:: RECORDS FOR PROCESSING ::

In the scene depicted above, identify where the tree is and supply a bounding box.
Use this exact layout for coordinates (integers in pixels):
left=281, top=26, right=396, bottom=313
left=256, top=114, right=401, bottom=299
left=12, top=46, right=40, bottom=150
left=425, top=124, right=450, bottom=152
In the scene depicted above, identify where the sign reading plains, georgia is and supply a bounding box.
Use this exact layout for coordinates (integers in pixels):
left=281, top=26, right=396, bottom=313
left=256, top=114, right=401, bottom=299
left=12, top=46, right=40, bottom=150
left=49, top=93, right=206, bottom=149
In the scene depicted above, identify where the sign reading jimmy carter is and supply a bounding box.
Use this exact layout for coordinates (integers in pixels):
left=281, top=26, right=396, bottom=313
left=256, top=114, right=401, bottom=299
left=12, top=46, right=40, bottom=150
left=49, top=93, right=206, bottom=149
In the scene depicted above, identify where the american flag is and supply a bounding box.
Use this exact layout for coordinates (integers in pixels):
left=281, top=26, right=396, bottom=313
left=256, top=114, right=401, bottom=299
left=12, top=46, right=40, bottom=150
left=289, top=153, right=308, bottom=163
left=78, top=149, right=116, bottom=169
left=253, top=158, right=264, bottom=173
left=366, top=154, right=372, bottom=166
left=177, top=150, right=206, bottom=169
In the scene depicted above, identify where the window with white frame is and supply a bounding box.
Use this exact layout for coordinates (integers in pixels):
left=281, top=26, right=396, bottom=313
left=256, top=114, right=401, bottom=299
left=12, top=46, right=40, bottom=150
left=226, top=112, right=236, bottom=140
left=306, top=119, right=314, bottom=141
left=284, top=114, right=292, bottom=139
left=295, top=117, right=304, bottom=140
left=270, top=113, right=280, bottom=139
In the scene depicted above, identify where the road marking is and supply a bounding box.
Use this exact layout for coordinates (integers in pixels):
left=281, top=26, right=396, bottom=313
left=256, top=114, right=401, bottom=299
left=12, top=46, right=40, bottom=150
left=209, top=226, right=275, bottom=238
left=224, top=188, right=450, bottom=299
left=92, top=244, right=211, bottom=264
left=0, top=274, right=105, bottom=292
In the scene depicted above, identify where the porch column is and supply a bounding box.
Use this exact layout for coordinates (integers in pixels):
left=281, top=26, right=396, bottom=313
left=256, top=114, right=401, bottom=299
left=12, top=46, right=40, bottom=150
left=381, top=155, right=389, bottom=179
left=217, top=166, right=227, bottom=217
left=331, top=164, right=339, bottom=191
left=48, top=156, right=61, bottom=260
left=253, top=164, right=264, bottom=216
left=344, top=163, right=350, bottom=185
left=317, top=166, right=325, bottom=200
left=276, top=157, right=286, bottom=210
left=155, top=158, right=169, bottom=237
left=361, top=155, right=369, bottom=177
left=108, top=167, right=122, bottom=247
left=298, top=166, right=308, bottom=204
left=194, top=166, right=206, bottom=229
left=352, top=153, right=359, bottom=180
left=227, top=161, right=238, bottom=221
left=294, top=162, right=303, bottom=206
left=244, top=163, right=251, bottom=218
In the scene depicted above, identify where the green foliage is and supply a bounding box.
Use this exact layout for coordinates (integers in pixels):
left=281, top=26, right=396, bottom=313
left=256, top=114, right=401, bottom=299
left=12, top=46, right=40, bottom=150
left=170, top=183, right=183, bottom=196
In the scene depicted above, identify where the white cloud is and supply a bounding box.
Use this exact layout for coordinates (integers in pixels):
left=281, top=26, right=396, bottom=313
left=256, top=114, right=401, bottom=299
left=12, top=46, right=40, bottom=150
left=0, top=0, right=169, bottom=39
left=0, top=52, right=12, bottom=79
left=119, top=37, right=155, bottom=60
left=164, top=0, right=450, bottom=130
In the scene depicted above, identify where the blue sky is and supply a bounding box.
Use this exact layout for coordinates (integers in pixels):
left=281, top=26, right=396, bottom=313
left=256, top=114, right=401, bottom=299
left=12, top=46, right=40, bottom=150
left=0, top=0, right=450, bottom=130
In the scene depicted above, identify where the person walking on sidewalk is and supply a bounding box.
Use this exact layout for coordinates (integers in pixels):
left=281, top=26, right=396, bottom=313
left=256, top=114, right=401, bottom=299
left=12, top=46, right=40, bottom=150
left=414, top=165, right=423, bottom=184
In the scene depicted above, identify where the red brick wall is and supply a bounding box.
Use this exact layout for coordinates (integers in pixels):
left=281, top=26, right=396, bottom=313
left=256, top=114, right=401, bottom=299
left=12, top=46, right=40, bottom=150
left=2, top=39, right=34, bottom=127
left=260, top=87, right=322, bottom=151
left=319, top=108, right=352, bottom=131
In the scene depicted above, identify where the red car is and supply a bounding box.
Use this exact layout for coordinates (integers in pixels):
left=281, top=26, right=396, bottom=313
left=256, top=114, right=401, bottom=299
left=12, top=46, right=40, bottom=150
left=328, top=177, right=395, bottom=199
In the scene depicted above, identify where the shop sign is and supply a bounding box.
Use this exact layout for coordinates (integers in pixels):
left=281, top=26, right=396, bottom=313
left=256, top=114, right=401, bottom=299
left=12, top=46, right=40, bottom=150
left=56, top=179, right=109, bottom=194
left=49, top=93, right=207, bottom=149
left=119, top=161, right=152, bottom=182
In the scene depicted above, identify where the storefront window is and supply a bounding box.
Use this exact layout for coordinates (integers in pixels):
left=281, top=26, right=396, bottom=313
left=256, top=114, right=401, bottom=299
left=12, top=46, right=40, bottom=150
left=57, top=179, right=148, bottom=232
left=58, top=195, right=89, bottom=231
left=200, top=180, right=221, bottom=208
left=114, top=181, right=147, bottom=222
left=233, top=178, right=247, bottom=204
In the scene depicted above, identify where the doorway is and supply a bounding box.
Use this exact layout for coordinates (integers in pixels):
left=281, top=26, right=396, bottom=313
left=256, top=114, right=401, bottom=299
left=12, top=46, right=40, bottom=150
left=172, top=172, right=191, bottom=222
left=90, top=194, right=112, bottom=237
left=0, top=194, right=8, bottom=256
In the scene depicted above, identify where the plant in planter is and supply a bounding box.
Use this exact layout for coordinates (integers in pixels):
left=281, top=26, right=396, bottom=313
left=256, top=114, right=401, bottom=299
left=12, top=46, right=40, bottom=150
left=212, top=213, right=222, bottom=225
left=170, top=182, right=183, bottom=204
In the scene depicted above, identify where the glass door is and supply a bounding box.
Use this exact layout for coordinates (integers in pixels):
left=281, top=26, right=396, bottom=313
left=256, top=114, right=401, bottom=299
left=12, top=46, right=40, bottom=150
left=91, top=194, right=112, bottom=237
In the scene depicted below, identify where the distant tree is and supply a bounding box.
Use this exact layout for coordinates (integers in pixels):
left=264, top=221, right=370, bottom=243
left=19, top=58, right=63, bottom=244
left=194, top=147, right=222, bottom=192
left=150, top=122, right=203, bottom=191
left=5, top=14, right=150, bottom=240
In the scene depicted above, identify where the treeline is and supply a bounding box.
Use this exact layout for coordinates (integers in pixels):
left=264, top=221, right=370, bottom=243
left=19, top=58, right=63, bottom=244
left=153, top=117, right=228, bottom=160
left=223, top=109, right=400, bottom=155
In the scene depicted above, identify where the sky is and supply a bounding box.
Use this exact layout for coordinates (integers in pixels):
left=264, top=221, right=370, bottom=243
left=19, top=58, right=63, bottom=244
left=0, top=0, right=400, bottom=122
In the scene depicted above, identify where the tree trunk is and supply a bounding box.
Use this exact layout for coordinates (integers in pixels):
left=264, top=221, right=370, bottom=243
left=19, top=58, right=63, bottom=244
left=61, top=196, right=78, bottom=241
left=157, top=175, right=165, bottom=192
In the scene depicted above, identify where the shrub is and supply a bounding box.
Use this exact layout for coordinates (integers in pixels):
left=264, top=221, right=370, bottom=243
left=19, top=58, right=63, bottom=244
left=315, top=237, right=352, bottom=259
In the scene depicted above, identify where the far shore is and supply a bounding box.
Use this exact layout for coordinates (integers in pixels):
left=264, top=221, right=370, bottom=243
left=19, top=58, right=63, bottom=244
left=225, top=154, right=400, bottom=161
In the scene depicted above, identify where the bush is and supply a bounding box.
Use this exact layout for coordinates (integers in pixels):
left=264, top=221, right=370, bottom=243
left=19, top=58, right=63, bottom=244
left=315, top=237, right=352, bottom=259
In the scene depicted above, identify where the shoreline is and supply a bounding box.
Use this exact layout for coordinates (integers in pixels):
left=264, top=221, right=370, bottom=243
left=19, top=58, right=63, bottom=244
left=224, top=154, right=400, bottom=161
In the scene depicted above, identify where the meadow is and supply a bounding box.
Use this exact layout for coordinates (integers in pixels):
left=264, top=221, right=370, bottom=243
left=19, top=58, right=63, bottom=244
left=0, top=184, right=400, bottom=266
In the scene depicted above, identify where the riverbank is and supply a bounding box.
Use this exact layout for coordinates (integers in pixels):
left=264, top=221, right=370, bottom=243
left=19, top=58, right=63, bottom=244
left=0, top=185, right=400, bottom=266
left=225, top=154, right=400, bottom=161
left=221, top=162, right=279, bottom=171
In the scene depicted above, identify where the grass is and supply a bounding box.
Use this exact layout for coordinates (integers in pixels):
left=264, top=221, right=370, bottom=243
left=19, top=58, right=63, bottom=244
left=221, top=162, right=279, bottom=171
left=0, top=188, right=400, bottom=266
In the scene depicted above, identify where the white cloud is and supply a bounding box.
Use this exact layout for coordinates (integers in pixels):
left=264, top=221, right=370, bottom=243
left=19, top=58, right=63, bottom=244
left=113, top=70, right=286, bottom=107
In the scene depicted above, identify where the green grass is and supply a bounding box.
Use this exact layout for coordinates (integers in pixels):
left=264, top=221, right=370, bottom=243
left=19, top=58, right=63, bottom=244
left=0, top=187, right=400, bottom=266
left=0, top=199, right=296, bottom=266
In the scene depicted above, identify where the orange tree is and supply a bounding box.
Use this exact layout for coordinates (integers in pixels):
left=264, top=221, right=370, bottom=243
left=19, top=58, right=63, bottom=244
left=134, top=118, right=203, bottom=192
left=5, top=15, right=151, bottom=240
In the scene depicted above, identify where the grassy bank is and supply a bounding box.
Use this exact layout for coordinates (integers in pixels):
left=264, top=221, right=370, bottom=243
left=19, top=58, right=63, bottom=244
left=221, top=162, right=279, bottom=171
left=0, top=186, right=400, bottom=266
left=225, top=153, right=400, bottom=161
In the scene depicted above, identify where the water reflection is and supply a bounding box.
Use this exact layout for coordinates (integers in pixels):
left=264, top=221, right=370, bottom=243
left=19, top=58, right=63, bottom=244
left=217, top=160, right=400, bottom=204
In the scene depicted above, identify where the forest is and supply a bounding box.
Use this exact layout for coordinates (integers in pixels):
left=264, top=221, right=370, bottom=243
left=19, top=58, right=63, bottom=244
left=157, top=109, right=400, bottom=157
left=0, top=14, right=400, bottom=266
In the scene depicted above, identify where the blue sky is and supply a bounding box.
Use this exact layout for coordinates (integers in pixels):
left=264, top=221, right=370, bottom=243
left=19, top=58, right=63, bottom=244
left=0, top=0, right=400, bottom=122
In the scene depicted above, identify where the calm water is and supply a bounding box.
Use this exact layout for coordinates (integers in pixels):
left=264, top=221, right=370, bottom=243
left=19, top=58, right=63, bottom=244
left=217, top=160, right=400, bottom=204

:: TASK ::
Reproduce verbatim the lines of the records between the line containing "In the scene depicted above, identify where the tree trunk" and the line containing "left=0, top=184, right=400, bottom=266", inclusive.

:: THE REPLY ::
In the scene depicted above, identify where the tree trunk is and supply a bounding box.
Use this exact layout for coordinates (integers in pixels):
left=264, top=221, right=370, bottom=243
left=19, top=58, right=63, bottom=244
left=61, top=196, right=78, bottom=241
left=157, top=175, right=165, bottom=192
In the scene depicted above, identify where the shrub is and supply a bounding box.
Use this exact layout for coordinates (integers in pixels):
left=264, top=221, right=370, bottom=243
left=19, top=58, right=63, bottom=244
left=315, top=237, right=352, bottom=259
In the scene depicted above, identify where the far shore is and supply a bounding box.
Use this exact layout for coordinates (integers in pixels):
left=264, top=221, right=370, bottom=243
left=19, top=58, right=63, bottom=244
left=225, top=154, right=400, bottom=161
In the scene depicted above, identify where the bush is and supply a bounding box.
Use this exact layout for coordinates (integers in pixels):
left=264, top=221, right=370, bottom=243
left=19, top=58, right=63, bottom=244
left=315, top=237, right=352, bottom=259
In the scene depicted above, identify where the shoreline is and supply a bounding box.
Use this exact layout for coordinates (integers in pixels):
left=264, top=221, right=370, bottom=243
left=19, top=58, right=63, bottom=244
left=224, top=154, right=400, bottom=161
In the scene depicted above, identify where the meadow is and supply a bounding box.
Use this exact layout for coordinates (integers in pixels):
left=264, top=221, right=370, bottom=243
left=19, top=58, right=63, bottom=244
left=0, top=184, right=400, bottom=266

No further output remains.